__Prompt__. Using the line with "Query: concrete pedestal" as your starting point, transcribe it and each line beneath it word for word until the records run out, without pictures.

__Listed records__.

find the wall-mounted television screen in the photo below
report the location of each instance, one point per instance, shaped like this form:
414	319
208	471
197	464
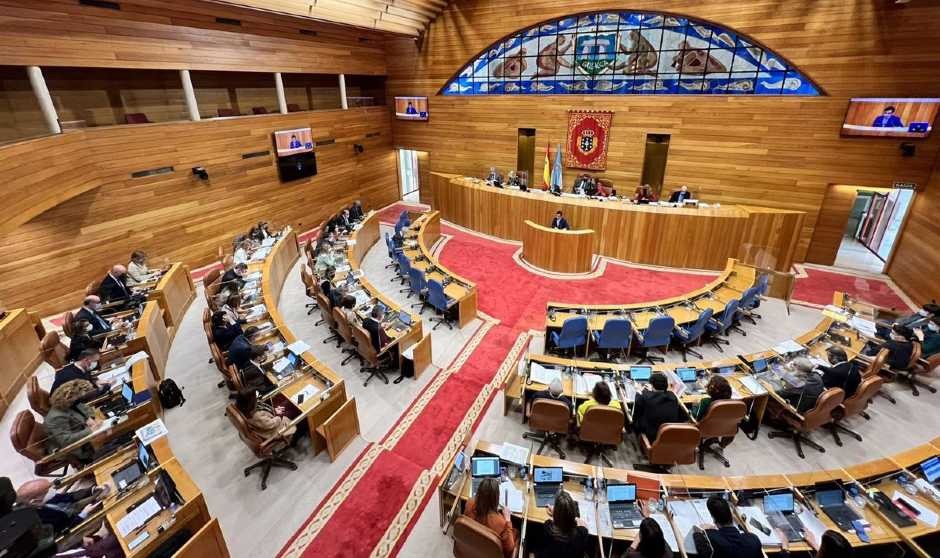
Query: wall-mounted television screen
890	118
292	142
411	108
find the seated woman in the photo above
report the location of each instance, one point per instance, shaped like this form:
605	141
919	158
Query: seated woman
269	422
484	509
563	535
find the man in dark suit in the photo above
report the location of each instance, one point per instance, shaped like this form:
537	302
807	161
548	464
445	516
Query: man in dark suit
235	277
656	407
724	540
89	312
842	374
559	222
680	195
114	285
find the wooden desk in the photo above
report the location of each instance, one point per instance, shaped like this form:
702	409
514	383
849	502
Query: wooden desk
698	238
175	292
20	354
561	251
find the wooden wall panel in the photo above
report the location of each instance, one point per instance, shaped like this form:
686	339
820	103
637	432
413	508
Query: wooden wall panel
772	151
915	265
46	262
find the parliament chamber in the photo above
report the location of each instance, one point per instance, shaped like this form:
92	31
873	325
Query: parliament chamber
369	278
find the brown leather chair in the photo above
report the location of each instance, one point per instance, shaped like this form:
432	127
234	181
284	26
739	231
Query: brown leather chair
676	444
550	420
376	364
38	397
270	452
345	332
54	352
475	540
601	429
855	405
310	286
799	426
29	439
719	425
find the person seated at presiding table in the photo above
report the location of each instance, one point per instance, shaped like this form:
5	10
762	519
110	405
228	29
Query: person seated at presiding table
600	395
267	421
680	195
60	510
224	330
114	287
718	389
81	369
809	386
564	535
69	420
484	509
655	407
235	277
559	222
724	540
644	194
842	374
137	270
650	542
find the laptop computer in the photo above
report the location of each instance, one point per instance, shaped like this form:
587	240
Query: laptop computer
831	500
547	482
779	509
621	500
641	373
482	468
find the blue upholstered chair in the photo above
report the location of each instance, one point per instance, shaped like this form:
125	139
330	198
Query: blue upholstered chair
716	328
441	304
615	336
573	334
686	337
657	334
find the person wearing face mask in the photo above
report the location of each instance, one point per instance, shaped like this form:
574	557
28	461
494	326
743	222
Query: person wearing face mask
89	312
81	369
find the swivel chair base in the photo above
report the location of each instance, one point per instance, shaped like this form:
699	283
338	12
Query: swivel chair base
798	440
266	464
553	440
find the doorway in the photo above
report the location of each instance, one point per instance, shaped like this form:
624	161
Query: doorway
873	226
411	165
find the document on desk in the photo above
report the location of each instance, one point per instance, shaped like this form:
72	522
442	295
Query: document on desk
138	516
542	375
514	454
510	497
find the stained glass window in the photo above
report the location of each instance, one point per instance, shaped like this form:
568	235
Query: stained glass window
625	53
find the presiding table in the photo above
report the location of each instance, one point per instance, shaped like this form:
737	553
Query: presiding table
561	251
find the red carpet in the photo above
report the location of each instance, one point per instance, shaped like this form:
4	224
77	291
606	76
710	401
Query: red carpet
818	287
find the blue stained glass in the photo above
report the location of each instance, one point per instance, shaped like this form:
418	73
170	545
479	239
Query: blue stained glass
627	53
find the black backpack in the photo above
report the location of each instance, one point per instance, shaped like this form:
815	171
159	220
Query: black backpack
170	394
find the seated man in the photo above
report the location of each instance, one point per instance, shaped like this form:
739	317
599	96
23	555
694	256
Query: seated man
559	222
680	195
842	374
600	395
656	407
235	277
114	287
811	386
724	540
60	510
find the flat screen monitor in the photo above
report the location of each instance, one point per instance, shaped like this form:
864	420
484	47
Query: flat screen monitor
292	142
890	118
411	108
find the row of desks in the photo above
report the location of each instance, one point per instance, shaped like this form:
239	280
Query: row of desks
882	474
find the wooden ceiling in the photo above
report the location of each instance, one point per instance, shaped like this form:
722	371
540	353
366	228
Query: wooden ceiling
402	17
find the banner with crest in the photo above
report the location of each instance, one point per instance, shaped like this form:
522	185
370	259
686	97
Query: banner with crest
588	136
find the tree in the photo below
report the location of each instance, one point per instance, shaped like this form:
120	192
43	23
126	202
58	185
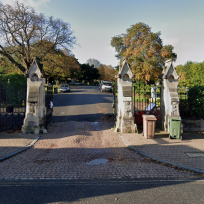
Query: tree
143	50
88	73
107	72
93	62
191	74
23	31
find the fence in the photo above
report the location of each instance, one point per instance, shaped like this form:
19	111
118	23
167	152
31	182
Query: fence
12	105
185	111
146	100
48	104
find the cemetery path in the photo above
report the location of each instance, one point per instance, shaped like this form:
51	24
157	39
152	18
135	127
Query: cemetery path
83	150
83	103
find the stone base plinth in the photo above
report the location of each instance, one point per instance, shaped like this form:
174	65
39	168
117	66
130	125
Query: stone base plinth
31	125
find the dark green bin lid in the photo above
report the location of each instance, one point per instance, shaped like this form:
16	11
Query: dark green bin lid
175	117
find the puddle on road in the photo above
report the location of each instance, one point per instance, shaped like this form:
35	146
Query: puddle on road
98	162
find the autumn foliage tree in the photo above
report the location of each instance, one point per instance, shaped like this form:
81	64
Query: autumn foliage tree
23	32
107	72
143	50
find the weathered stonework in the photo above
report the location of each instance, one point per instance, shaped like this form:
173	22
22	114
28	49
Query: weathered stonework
169	94
125	120
35	107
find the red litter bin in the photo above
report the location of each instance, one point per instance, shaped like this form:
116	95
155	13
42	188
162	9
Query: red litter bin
149	123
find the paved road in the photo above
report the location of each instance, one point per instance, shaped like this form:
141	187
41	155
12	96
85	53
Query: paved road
120	191
61	168
83	103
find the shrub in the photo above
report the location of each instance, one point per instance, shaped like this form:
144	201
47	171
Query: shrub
196	100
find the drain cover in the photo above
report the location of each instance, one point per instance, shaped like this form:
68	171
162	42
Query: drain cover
97	162
195	154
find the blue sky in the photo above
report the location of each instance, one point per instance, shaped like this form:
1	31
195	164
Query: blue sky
95	22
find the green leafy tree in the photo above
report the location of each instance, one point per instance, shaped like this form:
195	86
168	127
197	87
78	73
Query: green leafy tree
89	73
21	28
191	74
143	50
94	62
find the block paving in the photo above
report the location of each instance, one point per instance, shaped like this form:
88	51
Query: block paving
64	151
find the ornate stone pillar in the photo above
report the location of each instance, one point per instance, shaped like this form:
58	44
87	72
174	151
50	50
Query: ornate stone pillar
35	106
125	116
169	94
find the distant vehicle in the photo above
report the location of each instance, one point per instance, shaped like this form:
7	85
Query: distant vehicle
65	88
105	86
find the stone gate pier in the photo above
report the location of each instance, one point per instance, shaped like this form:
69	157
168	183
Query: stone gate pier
125	118
169	94
35	105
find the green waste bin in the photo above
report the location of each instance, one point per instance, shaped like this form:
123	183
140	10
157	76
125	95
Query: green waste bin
175	127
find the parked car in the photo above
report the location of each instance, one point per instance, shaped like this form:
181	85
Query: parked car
105	86
65	88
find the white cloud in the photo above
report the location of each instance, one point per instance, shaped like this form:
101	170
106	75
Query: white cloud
32	3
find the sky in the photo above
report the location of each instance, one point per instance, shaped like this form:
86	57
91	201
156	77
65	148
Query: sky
95	22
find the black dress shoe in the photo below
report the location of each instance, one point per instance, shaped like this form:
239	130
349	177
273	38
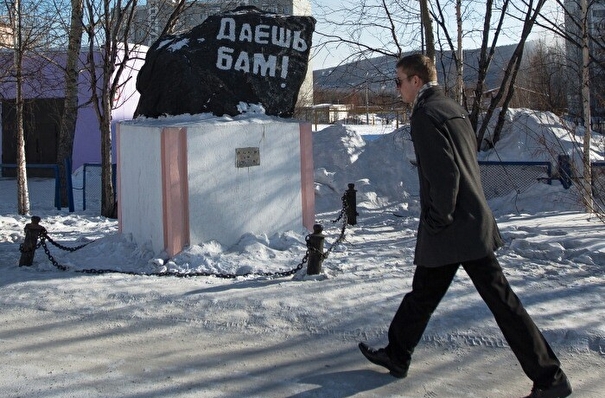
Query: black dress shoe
559	390
380	357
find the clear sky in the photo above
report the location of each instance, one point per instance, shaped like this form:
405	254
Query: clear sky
343	10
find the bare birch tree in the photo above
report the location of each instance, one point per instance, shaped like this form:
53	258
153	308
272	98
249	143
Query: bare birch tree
69	116
110	50
22	191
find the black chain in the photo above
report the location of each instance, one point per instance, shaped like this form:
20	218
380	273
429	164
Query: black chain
279	274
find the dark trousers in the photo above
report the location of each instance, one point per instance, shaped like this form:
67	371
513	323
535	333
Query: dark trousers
429	286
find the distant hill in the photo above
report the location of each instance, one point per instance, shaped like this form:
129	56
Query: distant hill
379	72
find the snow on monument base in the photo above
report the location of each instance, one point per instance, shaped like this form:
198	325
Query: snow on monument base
211	179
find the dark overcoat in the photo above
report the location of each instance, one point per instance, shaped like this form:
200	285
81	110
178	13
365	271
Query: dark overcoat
456	224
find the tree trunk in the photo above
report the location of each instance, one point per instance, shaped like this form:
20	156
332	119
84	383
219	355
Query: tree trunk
460	58
22	190
510	74
587	180
427	28
70	109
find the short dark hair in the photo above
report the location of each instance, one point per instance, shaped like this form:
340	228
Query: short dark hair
418	65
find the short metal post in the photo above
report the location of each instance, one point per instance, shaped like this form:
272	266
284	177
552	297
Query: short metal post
28	247
351	199
565	173
315	243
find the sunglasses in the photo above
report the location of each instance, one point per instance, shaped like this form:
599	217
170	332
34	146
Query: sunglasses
398	81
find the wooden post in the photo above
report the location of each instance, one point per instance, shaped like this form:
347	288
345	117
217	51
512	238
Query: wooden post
28	247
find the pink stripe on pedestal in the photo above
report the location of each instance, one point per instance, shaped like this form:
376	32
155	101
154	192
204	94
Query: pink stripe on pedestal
175	189
307	177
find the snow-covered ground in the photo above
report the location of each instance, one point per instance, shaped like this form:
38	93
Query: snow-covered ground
69	334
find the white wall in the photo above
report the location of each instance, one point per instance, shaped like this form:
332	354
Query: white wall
226	202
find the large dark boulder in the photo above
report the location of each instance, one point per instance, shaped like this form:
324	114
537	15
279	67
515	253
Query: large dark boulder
245	55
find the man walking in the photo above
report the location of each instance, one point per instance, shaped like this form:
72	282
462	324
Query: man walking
456	229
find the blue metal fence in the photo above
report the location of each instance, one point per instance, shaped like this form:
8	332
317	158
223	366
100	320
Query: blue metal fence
42	166
501	178
92	187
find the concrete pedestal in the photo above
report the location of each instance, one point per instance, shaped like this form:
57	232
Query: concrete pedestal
182	183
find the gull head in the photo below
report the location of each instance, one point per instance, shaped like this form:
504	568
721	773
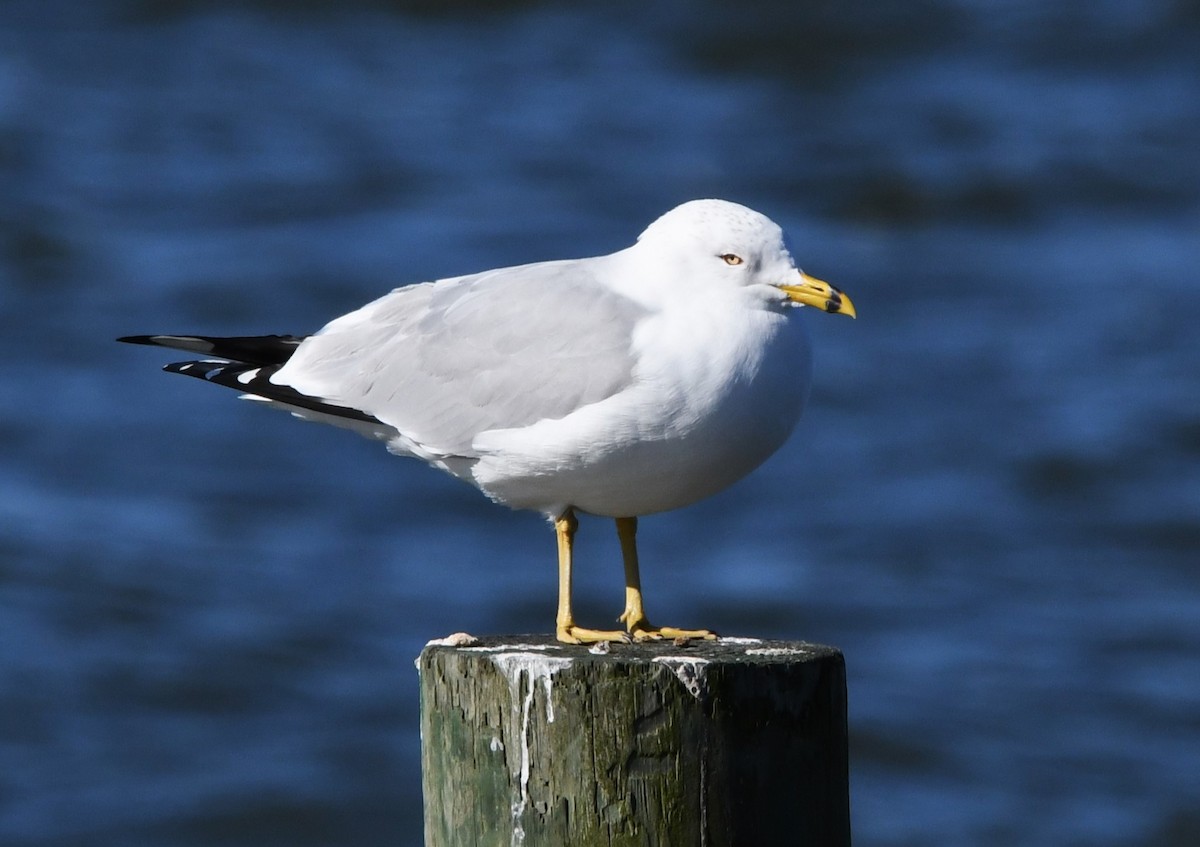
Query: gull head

__Answer space__.
Query: concrete pedestal
182	183
find the gull head in the photo below
report the location of each instance, one point per instance, shaped like this form:
504	568
721	773
Query: gull head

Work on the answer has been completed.